Could you set down every entry exactly as it appears?
_ _ _ _
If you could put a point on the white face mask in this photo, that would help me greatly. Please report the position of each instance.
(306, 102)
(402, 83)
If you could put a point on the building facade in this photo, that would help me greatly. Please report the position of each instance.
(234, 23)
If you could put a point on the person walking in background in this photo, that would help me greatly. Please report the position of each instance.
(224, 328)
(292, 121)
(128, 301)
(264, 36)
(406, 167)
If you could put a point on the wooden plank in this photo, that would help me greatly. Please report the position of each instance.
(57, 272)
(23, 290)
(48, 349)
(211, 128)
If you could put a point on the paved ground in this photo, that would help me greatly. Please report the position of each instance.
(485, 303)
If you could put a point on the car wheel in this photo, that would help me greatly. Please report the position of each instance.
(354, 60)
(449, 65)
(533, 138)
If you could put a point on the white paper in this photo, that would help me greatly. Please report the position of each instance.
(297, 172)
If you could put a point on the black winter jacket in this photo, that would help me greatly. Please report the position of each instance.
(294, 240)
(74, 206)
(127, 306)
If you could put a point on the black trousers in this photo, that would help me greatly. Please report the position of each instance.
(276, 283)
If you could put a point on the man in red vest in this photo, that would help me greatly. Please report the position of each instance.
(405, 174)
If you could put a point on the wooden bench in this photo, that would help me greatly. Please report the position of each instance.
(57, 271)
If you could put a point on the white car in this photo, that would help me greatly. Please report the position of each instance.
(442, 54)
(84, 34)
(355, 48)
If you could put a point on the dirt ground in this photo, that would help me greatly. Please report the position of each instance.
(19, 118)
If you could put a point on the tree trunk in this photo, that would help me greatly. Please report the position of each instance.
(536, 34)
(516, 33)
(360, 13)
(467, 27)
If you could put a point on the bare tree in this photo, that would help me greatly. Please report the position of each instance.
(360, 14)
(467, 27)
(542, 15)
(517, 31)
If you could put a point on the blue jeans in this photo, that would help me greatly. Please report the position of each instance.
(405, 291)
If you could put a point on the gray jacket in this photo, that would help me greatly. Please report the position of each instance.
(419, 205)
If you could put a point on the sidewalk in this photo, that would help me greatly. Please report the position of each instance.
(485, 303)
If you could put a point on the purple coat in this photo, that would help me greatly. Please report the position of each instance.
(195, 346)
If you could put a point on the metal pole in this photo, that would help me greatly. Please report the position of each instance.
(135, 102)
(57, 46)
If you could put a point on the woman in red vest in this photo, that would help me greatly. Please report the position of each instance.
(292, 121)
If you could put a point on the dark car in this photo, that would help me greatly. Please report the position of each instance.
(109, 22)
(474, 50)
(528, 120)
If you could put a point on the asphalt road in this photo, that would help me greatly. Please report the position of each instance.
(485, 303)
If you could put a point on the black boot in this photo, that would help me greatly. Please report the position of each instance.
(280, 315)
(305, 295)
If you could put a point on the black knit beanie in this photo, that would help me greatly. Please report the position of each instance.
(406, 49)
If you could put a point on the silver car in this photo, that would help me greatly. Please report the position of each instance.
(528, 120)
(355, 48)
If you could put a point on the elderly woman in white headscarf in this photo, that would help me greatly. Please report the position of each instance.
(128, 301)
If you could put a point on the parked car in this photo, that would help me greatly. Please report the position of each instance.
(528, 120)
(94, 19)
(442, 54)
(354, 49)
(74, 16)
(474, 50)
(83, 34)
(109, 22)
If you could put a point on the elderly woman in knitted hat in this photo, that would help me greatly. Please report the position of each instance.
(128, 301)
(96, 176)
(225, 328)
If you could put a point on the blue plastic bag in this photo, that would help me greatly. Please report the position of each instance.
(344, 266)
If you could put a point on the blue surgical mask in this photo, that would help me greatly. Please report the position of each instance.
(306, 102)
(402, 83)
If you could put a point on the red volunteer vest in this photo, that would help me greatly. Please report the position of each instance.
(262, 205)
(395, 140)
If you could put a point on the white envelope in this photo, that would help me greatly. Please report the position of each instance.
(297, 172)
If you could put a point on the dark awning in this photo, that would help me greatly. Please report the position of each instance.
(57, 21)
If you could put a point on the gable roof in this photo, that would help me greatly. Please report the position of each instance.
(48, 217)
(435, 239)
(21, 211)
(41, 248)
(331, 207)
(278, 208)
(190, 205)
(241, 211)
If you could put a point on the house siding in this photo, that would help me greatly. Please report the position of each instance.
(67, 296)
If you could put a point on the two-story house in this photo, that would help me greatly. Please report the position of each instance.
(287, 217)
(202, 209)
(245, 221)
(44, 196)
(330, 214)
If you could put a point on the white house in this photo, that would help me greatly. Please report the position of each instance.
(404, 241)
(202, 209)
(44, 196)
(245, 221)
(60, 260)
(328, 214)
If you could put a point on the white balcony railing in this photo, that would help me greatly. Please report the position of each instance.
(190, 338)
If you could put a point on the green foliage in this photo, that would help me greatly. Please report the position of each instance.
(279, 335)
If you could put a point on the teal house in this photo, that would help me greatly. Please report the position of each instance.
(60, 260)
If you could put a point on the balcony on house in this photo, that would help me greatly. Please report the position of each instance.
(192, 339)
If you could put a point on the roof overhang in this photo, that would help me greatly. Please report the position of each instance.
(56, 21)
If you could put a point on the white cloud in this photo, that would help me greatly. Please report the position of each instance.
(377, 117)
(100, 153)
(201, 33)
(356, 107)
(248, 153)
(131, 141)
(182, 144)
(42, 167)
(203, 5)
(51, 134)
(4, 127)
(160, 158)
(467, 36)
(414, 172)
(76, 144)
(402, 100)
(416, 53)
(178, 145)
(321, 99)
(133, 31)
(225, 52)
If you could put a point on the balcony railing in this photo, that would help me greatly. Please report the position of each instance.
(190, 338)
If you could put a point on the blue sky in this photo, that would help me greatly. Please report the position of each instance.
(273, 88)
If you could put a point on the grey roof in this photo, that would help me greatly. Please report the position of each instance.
_ _ _ _
**Solution for this exercise**
If you could put a point on the white face mask in this photo, that would help me greatly. Please report the position of each instance.
(306, 102)
(402, 83)
If you could put a point on the building facade in this photo, that would help me greatly. Please report the position of each instance.
(234, 23)
If you could put a point on the person walking in background in this photo, that would help me greatly. Please report the position of each instance.
(224, 328)
(292, 121)
(128, 301)
(264, 36)
(406, 167)
If you could put a point on the wooden plank in this photo, that would help me greatly. Please report the position of each instance.
(57, 272)
(23, 290)
(48, 349)
(211, 128)
If you could put a point on the paved ground in this photo, that would help me greatly. Please report the position of each instance.
(485, 303)
If you could put a point on the car wheel in this photo, that would help me greatly. Please report the position of each instance.
(354, 60)
(449, 65)
(533, 138)
If you could put a point on the white paper in this photo, that would help me greatly. Please report the position of each instance.
(297, 172)
If you could put a point on the black winter jacket in this photo, that would help me greatly. Please report the position of each instance.
(294, 240)
(74, 206)
(127, 306)
If you could put a point on the black trousers in this photo, that would help me greatly. Please report the position of each instance.
(276, 283)
If you could put a point on the man in red vest in this photo, that would help me greatly. Please report the position of each instance.
(405, 174)
If you could put a point on the wooden bench in this photo, that would help me greatly. Please report the position of each instance.
(57, 271)
If you could put a point on the white car in this photo, that would help me greatly. Please report the position of each instance.
(442, 54)
(84, 34)
(355, 48)
If you could put a point on the dirt ground in this photo, that would help me greatly. Please report the position of each instance.
(19, 118)
If you could put a point on the tree trunk in this photo, that would help me greatly. Please report the position of each instance.
(536, 34)
(516, 33)
(360, 13)
(467, 27)
If you could put a point on the bare tree in this photo, that would help me greatly. Please report the position of each instance.
(360, 14)
(467, 27)
(542, 15)
(517, 31)
If you could put a point on the blue jeans in this photo, that would help me greatly. Please report the position of each instance.
(405, 291)
If you could put a point on the gray jacket in this photo, that would help me greatly. Please report the position of each instance.
(419, 205)
If you could put a point on the sidewalk in this photo, that would help me greatly. Please report the position of each instance.
(485, 303)
If you could put a point on the purple coat in this photo, that would help me greatly. Please report the position of each instance.
(195, 346)
If you could put a point on the metal pole in this photo, that would help me greatly. Please report the position of each instance.
(135, 102)
(57, 46)
If you could put a point on the woman in red vest in this photo, that would help me greatly. Please report the position of each instance.
(292, 121)
If you could put a point on the dark car in this photo, that would help me greatly. Please report the position of each instance.
(109, 22)
(474, 50)
(528, 120)
If you could put a point on the asphalt road in this photo, that would help me greatly. Please report the position of each instance.
(485, 303)
If you could put a point on the black boot in this photo, that would help me greatly. Please report the position of each instance.
(280, 315)
(305, 295)
If you could put a point on the black knit beanie in this photo, that would help me greatly. Please report the position of each instance.
(406, 49)
If you could put a point on the silver car in this photo, that would help me greatly. Please report the position of each instance.
(528, 120)
(355, 48)
If you could put a point on the elderly woman in white headscarf in this photo, that would help me greatly. Please report the position of each instance.
(128, 301)
If you could put a point on the parked car in this photo, that would help me greatly. Please report the position of each instance.
(528, 120)
(94, 19)
(442, 54)
(354, 49)
(74, 16)
(474, 50)
(83, 34)
(109, 22)
If you could put a point on the elderly woman in knitted hat in this photo, that would help me greatly. Please report the position of each instance.
(128, 301)
(96, 176)
(225, 328)
If you could put a point on the blue plastic bag in this photo, that would help me greatly. Please report the position of each instance.
(344, 266)
If you could put a point on the blue surgical mask in this photo, that would help me greatly. Please report the position of each instance.
(306, 102)
(402, 83)
If you could put a point on the red volunteer vest in this photo, that would help me greatly. Please report the position of each instance.
(262, 205)
(395, 140)
If you could put a point on the white envelope in this photo, that would help me greatly. Please report the position of each instance.
(297, 172)
If you could put a point on the dark awning in this photo, that would help me greatly. Please report the position of each instance.
(57, 21)
If you could put a point on the gable roof in this photo, that would help me greatly. Please report the position of each instance.
(48, 217)
(435, 239)
(21, 211)
(41, 248)
(331, 207)
(278, 208)
(190, 205)
(241, 211)
If you could put a point on the house siding in this photo, that would help me greatly. Please report the position of each instance.
(67, 296)
If you could put a point on the two-story house in this photo, that would help me greatly. Please report the position of each instance.
(287, 217)
(202, 209)
(245, 221)
(44, 196)
(330, 214)
If you could put a point on the white house in this photo, that would help me greatly. Please report the position of each instance.
(404, 241)
(202, 209)
(44, 196)
(245, 221)
(60, 260)
(328, 214)
If you could put a point on the white balcony railing in this photo, that would help me greatly. Please report the position of each instance.
(190, 338)
If you could put a point on the green foliage in this photo, that would help me greatly. Please report the position of each instance.
(279, 335)
If you could put a point on the teal house in this photo, that would help me greatly. Please report the position of each instance.
(60, 260)
If you could put a point on the balcony on house in this photo, that would help me greatly. Please report the position of each instance.
(192, 339)
If you could put a point on the roof overhang in this photo, that would help me greatly. Please report the position of each instance.
(56, 21)
If you could put a point on the white cloud in this photo, that would help me greatly. Please report the position of each instance.
(377, 117)
(100, 153)
(201, 33)
(356, 107)
(248, 153)
(131, 141)
(182, 144)
(42, 167)
(203, 5)
(51, 134)
(4, 127)
(160, 158)
(467, 36)
(414, 172)
(76, 144)
(402, 100)
(416, 53)
(178, 145)
(321, 99)
(133, 31)
(225, 52)
If you could put a point on the balcony railing in this photo, that would help me greatly. Please report the position of each instance.
(190, 338)
If you could put a point on the blue sky in this photo, that would help me greatly. Please report the position of each instance.
(273, 88)
If you could put a point on the grey roof in this photo, that would help me greatly. Please report the position of each instance.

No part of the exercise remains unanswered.